Exercise 1: Reproduce the part of the fuel injector passage starting with "Fuel for the" and going on through "the referenced patents.".
Exercise 2: Starting with the first line of the data entries and going on through the line with "point(463, 388)", render those lines as a JSON list of strings, one string per line, leaving out any blank lines.

Extract to read:

+++++

As illustrated in FIG. 2, the conductor 86 and lead 80 can be part of an integral cable 85 with a grounded metallic shield to limit electromagnetic emissions to acceptable levels. This electromagnetic energy is conducted to the electrical system ground reference via the metallic shield, connector backshell, connector shells (i.e. at both the injector 30 and the high voltage power supply 90 and the exciter 84), and unit mounting structures. Internal to the injector 30 the conductor 86 and lead 80 will branch as at 92. Furthermore, the high voltage supply 90 may conveniently be part of the exciter circuit 84, with the dual cable shielded 85 providing a return path for ignition pulse discharges.
Fuel for the electrostatic nozzle 50 is supplied from the auxiliary supply line 38 (FIG. 1) through a suitable fitting 94 into a housing cavity or metal tube 93 to the nozzle 50. Detailed operation of the nozzle 50 is provided in the referenced patents.

+++++

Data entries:
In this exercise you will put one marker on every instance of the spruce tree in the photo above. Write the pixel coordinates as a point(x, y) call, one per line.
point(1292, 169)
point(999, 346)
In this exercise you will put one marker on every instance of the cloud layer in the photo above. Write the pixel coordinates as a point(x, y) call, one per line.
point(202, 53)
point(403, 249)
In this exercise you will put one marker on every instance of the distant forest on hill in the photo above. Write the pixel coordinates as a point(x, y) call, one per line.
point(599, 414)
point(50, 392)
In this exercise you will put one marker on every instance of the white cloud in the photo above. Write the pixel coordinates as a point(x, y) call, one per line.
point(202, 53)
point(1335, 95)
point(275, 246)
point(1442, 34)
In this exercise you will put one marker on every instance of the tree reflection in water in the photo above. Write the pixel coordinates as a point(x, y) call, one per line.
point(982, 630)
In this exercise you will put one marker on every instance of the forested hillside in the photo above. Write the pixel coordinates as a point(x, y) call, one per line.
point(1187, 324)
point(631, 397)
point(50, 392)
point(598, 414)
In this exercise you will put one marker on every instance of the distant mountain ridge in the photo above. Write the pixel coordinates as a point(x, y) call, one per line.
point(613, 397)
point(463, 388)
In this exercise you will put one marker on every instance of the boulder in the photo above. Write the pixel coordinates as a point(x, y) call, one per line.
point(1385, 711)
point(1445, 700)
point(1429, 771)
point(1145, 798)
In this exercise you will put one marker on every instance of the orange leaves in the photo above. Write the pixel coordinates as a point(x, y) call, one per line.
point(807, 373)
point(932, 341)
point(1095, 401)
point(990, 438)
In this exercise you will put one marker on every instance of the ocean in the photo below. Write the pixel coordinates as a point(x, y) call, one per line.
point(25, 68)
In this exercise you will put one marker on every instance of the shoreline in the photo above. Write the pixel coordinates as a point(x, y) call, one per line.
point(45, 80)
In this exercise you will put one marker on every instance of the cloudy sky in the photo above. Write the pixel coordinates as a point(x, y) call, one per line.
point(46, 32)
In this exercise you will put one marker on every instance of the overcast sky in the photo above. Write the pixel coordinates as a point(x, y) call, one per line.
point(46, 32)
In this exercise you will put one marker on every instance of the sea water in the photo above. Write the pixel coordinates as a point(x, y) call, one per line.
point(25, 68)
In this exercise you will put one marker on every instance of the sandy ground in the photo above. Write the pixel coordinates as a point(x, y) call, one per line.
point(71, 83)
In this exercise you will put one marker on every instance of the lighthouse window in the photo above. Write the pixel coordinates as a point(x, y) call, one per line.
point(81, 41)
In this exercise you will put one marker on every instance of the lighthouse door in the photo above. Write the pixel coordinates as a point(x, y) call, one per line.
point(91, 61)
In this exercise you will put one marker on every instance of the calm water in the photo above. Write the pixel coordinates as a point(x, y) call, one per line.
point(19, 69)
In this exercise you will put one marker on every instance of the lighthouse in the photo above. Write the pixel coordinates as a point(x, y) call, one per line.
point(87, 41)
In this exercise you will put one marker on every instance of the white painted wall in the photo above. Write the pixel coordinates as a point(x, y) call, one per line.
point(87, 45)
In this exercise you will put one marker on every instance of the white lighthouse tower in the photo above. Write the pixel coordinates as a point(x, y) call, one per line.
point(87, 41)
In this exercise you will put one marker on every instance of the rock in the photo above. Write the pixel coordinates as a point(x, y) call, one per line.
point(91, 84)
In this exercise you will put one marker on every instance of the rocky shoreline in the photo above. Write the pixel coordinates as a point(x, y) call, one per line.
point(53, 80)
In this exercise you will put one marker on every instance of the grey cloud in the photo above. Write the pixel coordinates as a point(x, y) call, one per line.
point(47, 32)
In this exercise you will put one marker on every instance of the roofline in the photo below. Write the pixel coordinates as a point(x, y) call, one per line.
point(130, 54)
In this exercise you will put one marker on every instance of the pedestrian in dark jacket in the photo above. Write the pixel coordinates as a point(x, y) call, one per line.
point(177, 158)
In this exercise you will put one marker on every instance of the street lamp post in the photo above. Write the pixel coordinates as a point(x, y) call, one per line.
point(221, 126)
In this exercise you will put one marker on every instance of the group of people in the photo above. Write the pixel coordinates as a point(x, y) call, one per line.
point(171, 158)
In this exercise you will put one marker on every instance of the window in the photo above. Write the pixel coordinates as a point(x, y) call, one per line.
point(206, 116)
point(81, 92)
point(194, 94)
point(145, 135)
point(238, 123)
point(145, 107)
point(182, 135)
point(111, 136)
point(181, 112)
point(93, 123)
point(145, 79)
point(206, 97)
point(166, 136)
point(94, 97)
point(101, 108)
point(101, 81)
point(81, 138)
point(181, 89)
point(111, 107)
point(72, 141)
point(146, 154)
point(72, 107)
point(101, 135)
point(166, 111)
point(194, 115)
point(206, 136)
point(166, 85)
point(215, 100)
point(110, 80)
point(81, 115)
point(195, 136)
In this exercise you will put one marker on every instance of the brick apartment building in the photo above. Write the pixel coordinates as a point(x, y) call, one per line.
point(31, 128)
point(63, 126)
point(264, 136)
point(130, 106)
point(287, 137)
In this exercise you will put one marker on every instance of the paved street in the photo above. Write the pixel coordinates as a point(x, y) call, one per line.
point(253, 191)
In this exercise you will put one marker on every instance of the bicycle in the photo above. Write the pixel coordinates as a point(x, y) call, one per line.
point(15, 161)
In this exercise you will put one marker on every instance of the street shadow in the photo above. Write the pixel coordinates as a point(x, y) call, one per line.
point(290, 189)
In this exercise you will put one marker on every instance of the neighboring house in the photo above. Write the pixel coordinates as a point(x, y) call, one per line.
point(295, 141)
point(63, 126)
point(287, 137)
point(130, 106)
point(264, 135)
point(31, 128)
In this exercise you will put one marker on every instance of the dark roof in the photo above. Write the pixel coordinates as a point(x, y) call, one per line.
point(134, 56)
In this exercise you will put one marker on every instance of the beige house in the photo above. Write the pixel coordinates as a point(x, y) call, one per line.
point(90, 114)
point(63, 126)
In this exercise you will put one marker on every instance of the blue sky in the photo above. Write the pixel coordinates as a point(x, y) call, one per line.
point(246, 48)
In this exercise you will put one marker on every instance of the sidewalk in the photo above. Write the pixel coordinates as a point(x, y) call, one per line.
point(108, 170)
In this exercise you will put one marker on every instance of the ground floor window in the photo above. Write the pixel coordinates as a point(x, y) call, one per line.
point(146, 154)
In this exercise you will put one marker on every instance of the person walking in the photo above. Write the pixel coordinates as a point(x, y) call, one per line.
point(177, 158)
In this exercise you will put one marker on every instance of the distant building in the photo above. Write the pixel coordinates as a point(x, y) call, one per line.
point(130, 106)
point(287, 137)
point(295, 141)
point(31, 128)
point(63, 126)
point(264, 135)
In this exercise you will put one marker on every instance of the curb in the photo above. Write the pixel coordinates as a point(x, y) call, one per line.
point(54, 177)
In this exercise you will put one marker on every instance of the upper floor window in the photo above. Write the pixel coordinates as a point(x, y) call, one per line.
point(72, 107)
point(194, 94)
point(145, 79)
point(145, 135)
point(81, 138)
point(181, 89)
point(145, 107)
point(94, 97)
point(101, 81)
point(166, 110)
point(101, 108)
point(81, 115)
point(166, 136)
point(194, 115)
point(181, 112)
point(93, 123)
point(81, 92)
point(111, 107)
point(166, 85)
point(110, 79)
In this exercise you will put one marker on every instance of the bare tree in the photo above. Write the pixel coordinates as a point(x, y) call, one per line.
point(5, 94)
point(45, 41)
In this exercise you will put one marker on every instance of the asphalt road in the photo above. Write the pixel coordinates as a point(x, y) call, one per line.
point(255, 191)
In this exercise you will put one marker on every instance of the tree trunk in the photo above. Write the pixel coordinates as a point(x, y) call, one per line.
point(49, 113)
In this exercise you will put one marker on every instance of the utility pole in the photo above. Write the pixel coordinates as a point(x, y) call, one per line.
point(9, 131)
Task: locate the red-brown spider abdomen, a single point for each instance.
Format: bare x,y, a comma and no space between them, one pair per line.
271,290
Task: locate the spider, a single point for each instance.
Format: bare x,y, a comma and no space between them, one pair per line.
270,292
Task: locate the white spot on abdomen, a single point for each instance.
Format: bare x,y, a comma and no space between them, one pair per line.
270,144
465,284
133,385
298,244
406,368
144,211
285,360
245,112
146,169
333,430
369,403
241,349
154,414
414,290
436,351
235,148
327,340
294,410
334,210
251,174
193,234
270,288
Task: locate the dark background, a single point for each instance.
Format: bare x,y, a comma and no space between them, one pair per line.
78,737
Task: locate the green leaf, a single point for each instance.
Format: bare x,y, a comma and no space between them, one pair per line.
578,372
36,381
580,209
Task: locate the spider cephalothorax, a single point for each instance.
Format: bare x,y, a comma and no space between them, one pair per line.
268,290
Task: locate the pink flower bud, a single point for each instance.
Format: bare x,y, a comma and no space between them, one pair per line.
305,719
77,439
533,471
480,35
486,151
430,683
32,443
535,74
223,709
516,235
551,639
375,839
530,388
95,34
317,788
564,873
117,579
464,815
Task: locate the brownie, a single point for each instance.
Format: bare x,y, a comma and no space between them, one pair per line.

+++++

Reply 1:
Fuel for the electrostatic nozzle 50 is supplied from the auxiliary supply line 38 (FIG. 1) through a suitable fitting 94 into a housing cavity or metal tube 93 to the nozzle 50. Detailed operation of the nozzle 50 is provided in the referenced patents.

Reply 2:
[
  "In this exercise you will put one marker on every instance of the spruce tree in the photo above. Write the pixel coordinates as a point(x, y) call, one per line.",
  "point(1292, 169)",
  "point(999, 346)",
  "In this exercise you will put one marker on every instance of the cloud layer in the photo above. Write the pixel coordinates as a point(x, y) call, one per line.",
  "point(202, 53)",
  "point(403, 249)",
  "In this exercise you will put one marker on every instance of the distant forest on hill in the photo above. Write the pixel coordinates as a point(x, y) call, one per line.",
  "point(599, 414)",
  "point(50, 392)",
  "In this exercise you will put one marker on every instance of the white cloud in the photo above. Write the pixel coordinates as a point(x, y) call, one per line.",
  "point(202, 53)",
  "point(1335, 95)",
  "point(275, 246)",
  "point(1442, 34)",
  "In this exercise you will put one marker on every instance of the tree reflection in water in the photo above. Write the pixel coordinates as a point(x, y) call, one per line.",
  "point(982, 630)",
  "In this exercise you will put one marker on every instance of the forested hillside in the photo above. Write the pixel coordinates as a point(x, y) call, one per line.",
  "point(1187, 324)",
  "point(631, 397)",
  "point(50, 392)",
  "point(598, 414)",
  "In this exercise you will put one marker on every instance of the distant mountain ridge in the photo above. Write the pixel coordinates as a point(x, y) call, one per line.",
  "point(613, 397)",
  "point(463, 388)"
]